--- Provided material ---

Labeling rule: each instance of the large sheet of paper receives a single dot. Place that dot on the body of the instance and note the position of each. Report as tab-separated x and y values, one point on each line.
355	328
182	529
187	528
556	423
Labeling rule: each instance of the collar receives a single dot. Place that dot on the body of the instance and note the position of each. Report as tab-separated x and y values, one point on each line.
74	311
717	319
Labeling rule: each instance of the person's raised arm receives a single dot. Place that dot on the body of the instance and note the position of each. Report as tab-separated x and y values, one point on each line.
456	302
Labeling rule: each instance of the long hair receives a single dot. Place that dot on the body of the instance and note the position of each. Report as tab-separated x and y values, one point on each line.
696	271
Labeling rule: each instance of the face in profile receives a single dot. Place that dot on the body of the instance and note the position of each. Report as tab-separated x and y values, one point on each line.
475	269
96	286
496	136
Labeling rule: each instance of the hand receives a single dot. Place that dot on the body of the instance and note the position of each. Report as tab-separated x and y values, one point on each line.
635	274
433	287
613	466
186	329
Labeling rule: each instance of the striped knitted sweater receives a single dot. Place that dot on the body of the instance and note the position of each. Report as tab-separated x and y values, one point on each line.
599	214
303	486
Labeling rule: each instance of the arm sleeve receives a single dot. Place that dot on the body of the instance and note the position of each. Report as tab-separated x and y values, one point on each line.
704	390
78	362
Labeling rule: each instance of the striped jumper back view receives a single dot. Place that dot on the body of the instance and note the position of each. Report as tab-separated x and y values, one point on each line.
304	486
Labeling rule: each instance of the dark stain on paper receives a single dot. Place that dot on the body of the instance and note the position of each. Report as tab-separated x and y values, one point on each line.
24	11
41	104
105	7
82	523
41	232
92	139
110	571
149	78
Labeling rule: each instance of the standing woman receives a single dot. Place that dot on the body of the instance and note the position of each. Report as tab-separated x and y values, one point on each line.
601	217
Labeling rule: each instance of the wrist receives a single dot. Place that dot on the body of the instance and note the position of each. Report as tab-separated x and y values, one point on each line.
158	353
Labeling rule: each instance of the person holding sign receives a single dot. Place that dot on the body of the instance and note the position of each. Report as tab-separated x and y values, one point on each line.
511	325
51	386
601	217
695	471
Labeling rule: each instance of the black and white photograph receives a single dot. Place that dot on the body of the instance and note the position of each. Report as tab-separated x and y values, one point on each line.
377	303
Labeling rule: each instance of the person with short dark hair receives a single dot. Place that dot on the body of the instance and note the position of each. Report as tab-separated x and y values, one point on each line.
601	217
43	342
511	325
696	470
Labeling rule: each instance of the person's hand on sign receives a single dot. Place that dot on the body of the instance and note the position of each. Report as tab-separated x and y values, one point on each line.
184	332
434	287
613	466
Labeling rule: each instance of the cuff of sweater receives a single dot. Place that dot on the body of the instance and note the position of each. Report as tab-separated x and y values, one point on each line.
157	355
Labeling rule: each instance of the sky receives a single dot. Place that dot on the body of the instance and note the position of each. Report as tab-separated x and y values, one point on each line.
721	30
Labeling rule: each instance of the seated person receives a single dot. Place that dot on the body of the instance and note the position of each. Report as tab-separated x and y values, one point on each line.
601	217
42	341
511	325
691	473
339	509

---

### Aim of the task
Print all of the entries again, exactly as written.

### Result for this task
Labeling rule: each instance of the large sheet of paper receives a single dot. Place that dot on the body of the instance and note the position of each. Report as tab-separated x and y values, one point on each line.
355	328
182	529
187	528
556	423
Labeling rule: each instance of the collar receives a single dot. Place that dot on the body of the instance and note the position of each. Report as tab-separated x and y values, one point on each line.
74	311
717	319
Labeling rule: each instance of the person's raised arm receives a single dot. Place that dot on the body of the instance and note the position of each. Report as tab-separated x and y values, one point on each line.
456	302
Labeling rule: each instance of the long hair receives a single dot. Place that dot on the body of the instance and note the position of each. Report as tab-separated x and y values, one point on each line.
696	271
Labeling rule: each instance of the face in profile receives a single dot. Place that dot on the body of the instance and note the position of each. Report as tab-separated x and y values, one point on each line.
475	269
96	286
496	136
Labeling rule: each instance of the hand receives a single dot. Place that dot on the body of the instance and note the position of each. Report as tab-separated x and y values, one point on each line.
635	274
433	287
613	466
186	329
Labeling rule: each instance of the striped knitted sweater receives a single dot. Place that dot on the body of the instance and note the position of each. Report as tab-separated x and y values, one point on each line.
599	214
303	486
Labeling rule: each instance of the arm sleeve receives a single dot. Place that dot on the body of the instance and note the position of each. Report as tab-separated x and y values, one point on each line.
704	390
78	362
Labeling rule: each instance of the striped jumper back view receives a single dot. Place that dot on the body of the instance and note the position of each. Report as tab-separated x and y values, one point on each line.
304	486
Labeling rule: each instance of the dark stain on paper receives a single dot. Place that dot on the body of the instance and note the position of each. Report as tab-separated x and y values, one point on each line.
24	11
41	104
105	7
82	523
41	232
92	139
110	571
149	78
Labeling rule: each instance of the standing woman receives a single dot. Place that dot on the body of the instance and note the position of each. Report as tab-separated x and y values, one point on each line.
601	217
Labeling rule: each instance of the wrist receives a single dot. Place that dot on the body of the instance and note the position of each. Report as tab-separated x and y values, one point on each line.
158	353
Labeling rule: each instance of the person holding sign receives a single dot. Place that dot on the body of the instance and note the position of each. Report as tab-separated x and y values, one point on each line.
511	325
51	386
601	217
695	471
Labeling rule: each instance of the black and white photograph receives a single dot. Place that dot on the body of the instance and note the position of each. Report as tab-separated x and y values, one point on each line.
377	303
Labeling rule: each instance of the person with short dark hair receives a single dot. Place that dot on the body of the instance and note the position of each. Report as tab-separated x and y values, one point on each line.
601	217
43	342
511	325
696	470
Labeling rule: each instance of the person's hand on sign receives a single dot. Place that dot on the body of the instance and note the position of each. Report as tab-separated x and y values, one point on each line.
184	332
434	287
613	466
Labeling rule: each instance of the cuff of sweater receives a single dot. Place that dot on the body of the instance and note the position of each. Report as tab-separated x and y values, one point on each line.
157	355
Labeling rule: each instance of the sky receives a single dot. Place that dot on the body of the instance and note the position of each. Report as tab-separated x and y values, one point on each line.
721	30
Labeling rule: each instance of the seated person receives a single dot. Place that dot on the body of the instance and note the position of each. Report as tab-separated x and y values, one point on each line.
601	217
42	341
511	325
691	473
339	509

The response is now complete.